_Task details:_ Show each line in the entries below that contains the string "clicks".

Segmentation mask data
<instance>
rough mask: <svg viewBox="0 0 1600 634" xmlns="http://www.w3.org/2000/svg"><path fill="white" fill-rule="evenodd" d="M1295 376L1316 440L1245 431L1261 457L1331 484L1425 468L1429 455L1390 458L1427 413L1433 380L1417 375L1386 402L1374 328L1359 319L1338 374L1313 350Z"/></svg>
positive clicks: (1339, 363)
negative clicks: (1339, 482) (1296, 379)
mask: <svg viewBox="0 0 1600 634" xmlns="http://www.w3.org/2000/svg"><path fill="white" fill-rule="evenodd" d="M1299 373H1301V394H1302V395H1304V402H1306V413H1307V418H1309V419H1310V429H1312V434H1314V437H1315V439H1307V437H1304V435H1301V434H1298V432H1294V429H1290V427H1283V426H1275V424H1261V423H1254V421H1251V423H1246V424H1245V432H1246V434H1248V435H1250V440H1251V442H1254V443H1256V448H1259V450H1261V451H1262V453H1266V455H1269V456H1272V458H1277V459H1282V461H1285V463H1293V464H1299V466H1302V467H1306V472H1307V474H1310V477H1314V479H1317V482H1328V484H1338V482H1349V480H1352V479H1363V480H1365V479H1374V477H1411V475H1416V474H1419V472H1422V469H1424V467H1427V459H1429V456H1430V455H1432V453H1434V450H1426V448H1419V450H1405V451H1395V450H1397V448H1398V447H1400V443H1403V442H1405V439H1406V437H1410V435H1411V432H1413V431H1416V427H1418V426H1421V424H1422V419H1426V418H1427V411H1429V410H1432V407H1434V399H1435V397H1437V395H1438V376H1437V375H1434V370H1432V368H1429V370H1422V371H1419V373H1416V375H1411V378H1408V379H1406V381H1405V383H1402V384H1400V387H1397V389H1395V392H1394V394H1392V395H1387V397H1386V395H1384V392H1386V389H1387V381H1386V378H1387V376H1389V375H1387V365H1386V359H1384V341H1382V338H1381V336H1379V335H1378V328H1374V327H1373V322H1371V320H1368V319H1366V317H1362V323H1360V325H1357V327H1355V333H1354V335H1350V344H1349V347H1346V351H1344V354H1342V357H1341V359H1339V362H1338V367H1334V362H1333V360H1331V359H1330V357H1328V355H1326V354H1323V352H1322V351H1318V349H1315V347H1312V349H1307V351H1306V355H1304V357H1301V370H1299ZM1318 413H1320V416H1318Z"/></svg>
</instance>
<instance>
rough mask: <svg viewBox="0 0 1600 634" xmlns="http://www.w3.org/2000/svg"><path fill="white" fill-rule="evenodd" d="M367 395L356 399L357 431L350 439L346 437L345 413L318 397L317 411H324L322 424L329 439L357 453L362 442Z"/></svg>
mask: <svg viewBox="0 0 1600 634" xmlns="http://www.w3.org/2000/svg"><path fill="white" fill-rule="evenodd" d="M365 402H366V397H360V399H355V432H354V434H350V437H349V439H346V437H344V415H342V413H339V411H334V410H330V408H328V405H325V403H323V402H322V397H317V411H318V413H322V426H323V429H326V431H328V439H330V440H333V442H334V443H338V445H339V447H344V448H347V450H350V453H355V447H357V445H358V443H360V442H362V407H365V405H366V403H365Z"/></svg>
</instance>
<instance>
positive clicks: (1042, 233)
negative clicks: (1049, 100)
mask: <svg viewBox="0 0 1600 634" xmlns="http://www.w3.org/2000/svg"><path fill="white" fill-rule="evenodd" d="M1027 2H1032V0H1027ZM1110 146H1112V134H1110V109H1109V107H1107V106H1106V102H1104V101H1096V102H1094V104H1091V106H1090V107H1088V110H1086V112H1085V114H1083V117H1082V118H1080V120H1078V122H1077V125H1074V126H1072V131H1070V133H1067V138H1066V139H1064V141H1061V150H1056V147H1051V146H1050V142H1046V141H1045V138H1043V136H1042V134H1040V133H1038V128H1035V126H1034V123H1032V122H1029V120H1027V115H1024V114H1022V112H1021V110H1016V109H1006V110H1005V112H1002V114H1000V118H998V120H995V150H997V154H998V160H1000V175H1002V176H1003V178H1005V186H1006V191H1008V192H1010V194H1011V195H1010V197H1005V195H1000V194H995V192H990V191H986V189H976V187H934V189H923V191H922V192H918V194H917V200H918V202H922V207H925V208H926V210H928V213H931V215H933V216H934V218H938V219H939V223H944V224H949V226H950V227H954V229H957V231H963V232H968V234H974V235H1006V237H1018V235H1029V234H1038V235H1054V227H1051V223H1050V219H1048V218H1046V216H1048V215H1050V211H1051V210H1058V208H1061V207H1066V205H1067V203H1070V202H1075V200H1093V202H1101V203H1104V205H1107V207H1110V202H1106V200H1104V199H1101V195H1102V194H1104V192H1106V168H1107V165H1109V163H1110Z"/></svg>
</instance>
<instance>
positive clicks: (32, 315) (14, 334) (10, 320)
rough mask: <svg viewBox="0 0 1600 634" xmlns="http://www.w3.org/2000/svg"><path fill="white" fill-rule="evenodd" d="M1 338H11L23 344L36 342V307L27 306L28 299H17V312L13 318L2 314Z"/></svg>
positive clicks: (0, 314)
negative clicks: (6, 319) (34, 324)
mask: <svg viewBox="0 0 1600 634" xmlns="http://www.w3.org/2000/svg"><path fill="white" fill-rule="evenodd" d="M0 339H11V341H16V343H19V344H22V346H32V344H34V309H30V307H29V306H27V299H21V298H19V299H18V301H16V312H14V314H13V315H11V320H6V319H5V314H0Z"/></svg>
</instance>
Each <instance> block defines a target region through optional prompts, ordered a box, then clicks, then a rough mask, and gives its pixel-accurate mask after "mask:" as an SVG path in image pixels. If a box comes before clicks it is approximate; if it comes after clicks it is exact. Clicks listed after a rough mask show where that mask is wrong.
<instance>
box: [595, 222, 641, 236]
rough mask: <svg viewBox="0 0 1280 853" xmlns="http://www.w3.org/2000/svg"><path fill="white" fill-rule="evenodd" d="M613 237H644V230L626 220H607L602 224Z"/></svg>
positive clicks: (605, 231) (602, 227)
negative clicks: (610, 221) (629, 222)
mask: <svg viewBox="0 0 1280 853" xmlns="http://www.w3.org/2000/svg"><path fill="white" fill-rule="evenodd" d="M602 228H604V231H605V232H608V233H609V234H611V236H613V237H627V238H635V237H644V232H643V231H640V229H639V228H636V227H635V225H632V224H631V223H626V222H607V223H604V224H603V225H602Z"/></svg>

_Solution below:_
positive clicks: (1339, 363)
negative clicks: (1339, 482) (1296, 379)
positive clicks: (1042, 233)
negative clicks: (1049, 100)
positive clicks: (32, 315) (14, 334) (10, 320)
positive clicks: (0, 314)
negative clicks: (6, 319) (34, 324)
Each <instance> block defines a target region through optional prompts, ordered a box, then clicks, then a rough mask, and gives its pixel-accurate mask after "mask:" as an SVG path in image pixels. If a box comes before clicks it is approximate; if it comes after clicks it is exact. Clicks listed after a rough mask show where that mask is wrong.
positive clicks: (605, 231) (602, 227)
negative clicks: (610, 221) (629, 222)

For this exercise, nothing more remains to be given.